[Opening PASSAGE SHOWN section]

G-proteins are heterotrimers that associate with G-protein coupled receptors to act as the initial transducers of the incoming signals (34). A number of hormones and neurotransmitters employ this class of receptors to deliver their signals to different cells and tissues (35). Some of these G-proteins have been shown to play important roles in the hypothalamic control of feeding behavior (35,36). This is of obvious interest because a number of well-known modulators of feeding and thermogenesis act through G-protein coupled receptors, such as serotonin, galanin, MCH, CRH, thyrotrophin-releasing hormone (TRH), neuropeptide Y, catecholamines, somatostatin and bombesin, among others (36,37,38). With regard to GTP-binding protein G-alpha-i1, we have found no study that has looked specifically at its role in the control of thermogenesis or feeding. However, using an antisense oligonucleotide toward GTP-binding protein G-alpha-common, Plata-Salaman and colleagues showed that the inhibition of the expression of this class of proteins is capable of significantly reducing spontaneous food intake (39). It will be interesting to characterize the anatomical distribution of different types of GTP-binding proteins G-alpha to evaluate whether they may be of any potential interest to act as targets for pharmacological approaches to treat obesity.

In our opinion, there are two main outcomes of this study. First, thermogenesis in response to distinct stimuli seems to be regulated by a predominantly divergent set of genes/proteins. This fact reinforces the complexity of the system that coordinates energy flow in mammals and may explain, for example, the common failure of a number of therapeutic approaches used to treat patients with obesity (4,9). In this context, the inhibition of energy expenditure during a program that includes the consumption of a restricted calorie diet, associated with the use of an anorexigenic/thermogenic drug, such as sibutramine (40), has an impact on body weight only for a limited period of time and is blunted due to the creation of a novel set point for body energy stores regulation.

[Closing PASSAGE SHOWN section]

--- WORK INSTRUCTION ---
Write the next part of the thermogenesis passage, starting after its last sentence. The rows have no connection to the thermogenesis passage.

[Opening AVAILABLE DATA section]

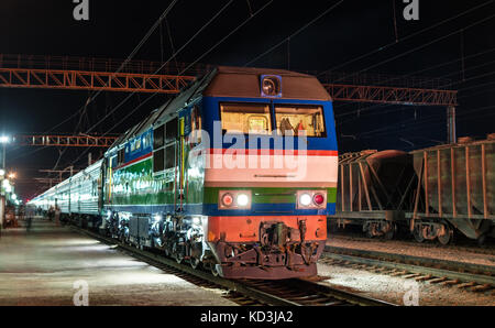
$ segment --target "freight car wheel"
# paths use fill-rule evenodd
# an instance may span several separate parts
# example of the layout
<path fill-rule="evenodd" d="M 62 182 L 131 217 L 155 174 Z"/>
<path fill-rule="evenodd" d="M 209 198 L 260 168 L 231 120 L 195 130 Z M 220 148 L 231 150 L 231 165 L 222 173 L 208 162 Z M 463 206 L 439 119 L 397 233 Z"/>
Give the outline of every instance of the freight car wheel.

[Closing AVAILABLE DATA section]

--- ANSWER TO THIS PROBLEM ---
The second important outcome of this study is the fact that two proteins, out of 1,176, simultaneously responded to cold exposure and hypercaloric feeding. This suggests that only a small number of proteins may play a pivotal role in the control of the hypothalamic mechanisms involved in the regulation of thermogenesis. If this is the case, characterization of these proteins may help to indicate the most appropriate targets for drugs aimed at treating obesity and other related metabolic diseases.


The grants for this study were obtained from Fundação de Apoio à Pesquisa do estado de São Paulo (FAPESP) and from Conselho Nacional de Desenvolvimento Científico e Tecnológico (CNPq). We thank Dr Conran for editing the article for language.


The authors declared no conflict of interest.